WHAT IS BEING ASKED → Copy out, word for word, the lines below, starting from the first and continuing up to and including the line that contains "pixel 60 59".

RECORDS PROVIDED →
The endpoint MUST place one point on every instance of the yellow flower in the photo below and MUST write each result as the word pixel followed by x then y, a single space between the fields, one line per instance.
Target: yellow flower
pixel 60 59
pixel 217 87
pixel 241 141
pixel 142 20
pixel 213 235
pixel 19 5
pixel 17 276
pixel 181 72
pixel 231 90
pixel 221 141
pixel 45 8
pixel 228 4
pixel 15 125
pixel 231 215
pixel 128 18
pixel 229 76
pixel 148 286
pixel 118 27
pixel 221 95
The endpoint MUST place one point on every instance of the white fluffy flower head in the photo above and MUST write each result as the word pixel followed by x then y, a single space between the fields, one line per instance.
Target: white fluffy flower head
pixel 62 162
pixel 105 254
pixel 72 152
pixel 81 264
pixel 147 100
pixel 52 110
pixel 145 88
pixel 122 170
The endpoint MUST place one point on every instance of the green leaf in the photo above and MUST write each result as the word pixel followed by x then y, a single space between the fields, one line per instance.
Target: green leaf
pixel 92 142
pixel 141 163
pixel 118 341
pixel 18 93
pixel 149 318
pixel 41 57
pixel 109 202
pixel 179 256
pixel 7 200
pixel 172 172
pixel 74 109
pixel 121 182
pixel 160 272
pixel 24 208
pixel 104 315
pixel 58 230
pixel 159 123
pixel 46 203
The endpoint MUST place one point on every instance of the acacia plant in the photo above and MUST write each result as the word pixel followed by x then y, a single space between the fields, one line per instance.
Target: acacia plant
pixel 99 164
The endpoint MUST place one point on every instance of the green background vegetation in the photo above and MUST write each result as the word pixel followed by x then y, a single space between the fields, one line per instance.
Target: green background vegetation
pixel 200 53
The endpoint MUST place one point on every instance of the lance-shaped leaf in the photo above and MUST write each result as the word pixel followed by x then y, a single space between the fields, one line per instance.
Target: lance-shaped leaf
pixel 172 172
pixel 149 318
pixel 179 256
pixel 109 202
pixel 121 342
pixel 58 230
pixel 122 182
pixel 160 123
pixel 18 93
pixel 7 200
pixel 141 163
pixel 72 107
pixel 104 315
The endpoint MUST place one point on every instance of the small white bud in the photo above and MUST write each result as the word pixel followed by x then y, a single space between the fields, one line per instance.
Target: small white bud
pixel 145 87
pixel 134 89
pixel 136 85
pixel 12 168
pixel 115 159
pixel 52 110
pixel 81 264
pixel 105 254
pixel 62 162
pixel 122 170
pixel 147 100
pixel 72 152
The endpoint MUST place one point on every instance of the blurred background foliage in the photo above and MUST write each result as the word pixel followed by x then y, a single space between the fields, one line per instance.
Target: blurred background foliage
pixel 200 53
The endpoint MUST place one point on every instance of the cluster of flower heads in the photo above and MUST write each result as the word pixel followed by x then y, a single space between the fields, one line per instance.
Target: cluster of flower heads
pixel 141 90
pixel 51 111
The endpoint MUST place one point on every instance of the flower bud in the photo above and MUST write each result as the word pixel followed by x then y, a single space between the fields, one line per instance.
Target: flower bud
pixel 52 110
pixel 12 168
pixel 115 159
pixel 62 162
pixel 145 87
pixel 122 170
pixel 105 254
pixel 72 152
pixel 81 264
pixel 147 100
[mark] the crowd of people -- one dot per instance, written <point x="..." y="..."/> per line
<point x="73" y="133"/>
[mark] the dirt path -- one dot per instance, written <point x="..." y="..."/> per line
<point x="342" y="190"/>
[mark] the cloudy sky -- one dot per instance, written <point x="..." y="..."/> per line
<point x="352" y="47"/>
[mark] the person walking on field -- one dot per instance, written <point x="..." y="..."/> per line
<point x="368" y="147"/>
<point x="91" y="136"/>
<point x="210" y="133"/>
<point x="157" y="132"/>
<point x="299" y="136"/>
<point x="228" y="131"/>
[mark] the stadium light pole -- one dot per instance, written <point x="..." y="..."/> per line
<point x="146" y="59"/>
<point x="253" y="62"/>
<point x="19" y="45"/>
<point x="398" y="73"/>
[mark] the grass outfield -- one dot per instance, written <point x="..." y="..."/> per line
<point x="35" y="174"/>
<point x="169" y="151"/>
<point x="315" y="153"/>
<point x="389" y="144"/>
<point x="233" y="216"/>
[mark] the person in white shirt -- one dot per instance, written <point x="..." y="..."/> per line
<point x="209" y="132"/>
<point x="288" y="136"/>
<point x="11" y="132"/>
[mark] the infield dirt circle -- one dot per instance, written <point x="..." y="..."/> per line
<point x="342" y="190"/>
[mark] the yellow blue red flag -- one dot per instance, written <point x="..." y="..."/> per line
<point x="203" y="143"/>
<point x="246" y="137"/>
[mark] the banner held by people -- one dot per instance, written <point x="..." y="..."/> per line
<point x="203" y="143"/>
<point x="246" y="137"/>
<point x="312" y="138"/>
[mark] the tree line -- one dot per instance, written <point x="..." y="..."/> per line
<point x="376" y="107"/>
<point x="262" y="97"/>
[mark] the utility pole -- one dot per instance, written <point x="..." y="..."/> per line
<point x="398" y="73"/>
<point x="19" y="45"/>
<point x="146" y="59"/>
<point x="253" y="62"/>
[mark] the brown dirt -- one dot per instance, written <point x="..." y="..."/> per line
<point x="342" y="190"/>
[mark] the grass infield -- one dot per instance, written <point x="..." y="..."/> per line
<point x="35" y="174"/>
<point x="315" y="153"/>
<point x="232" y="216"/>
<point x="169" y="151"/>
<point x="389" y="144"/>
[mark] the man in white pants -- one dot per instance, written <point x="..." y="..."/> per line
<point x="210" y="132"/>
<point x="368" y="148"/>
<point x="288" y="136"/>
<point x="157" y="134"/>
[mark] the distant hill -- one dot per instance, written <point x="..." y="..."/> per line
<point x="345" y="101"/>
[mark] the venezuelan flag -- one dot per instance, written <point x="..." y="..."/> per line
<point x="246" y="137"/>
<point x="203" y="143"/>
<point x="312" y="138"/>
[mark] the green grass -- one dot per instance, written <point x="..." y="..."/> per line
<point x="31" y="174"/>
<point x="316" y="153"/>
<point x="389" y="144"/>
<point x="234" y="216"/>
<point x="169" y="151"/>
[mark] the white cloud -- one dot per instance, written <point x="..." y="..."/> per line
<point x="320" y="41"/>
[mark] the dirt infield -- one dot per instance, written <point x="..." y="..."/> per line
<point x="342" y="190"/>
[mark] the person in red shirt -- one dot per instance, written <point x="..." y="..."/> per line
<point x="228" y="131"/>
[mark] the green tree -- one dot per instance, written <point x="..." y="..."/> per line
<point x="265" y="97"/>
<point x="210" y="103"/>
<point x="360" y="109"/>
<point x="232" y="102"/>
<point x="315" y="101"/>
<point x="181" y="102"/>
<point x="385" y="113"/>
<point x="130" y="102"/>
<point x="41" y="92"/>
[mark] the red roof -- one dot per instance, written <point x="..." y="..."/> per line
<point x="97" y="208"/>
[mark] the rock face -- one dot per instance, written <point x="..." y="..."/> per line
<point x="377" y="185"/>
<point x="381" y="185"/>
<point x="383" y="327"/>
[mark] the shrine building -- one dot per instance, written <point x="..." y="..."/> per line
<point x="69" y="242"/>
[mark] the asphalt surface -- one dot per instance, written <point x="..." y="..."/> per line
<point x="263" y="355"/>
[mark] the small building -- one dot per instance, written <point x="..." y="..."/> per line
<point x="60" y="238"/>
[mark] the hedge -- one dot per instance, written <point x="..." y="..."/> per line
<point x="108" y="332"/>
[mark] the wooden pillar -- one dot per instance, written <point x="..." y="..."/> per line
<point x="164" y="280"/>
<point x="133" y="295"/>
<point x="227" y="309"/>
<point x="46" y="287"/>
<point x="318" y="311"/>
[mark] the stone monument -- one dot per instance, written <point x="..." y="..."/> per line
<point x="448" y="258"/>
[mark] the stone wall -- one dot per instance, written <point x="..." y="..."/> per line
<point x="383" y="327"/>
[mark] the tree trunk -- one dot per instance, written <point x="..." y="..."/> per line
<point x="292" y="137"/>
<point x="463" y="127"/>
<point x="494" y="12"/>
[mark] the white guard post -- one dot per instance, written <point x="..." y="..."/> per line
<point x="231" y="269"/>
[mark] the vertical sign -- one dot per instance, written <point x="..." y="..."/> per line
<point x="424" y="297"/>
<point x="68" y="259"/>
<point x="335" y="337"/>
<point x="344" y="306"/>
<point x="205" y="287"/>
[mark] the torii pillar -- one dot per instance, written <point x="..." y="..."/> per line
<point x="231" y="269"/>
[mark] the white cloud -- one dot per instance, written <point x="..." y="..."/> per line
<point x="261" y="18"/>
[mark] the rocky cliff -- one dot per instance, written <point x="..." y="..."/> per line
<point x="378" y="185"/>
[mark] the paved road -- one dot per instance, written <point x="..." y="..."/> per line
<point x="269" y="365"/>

RESPONSE TO THIS TASK →
The endpoint MUST place one point on every instance of the yellow flower in the photo below and MUST write each result as the word pixel followed by x then y, a single space between the fields, one line per instance.
Target: yellow flower
pixel 60 59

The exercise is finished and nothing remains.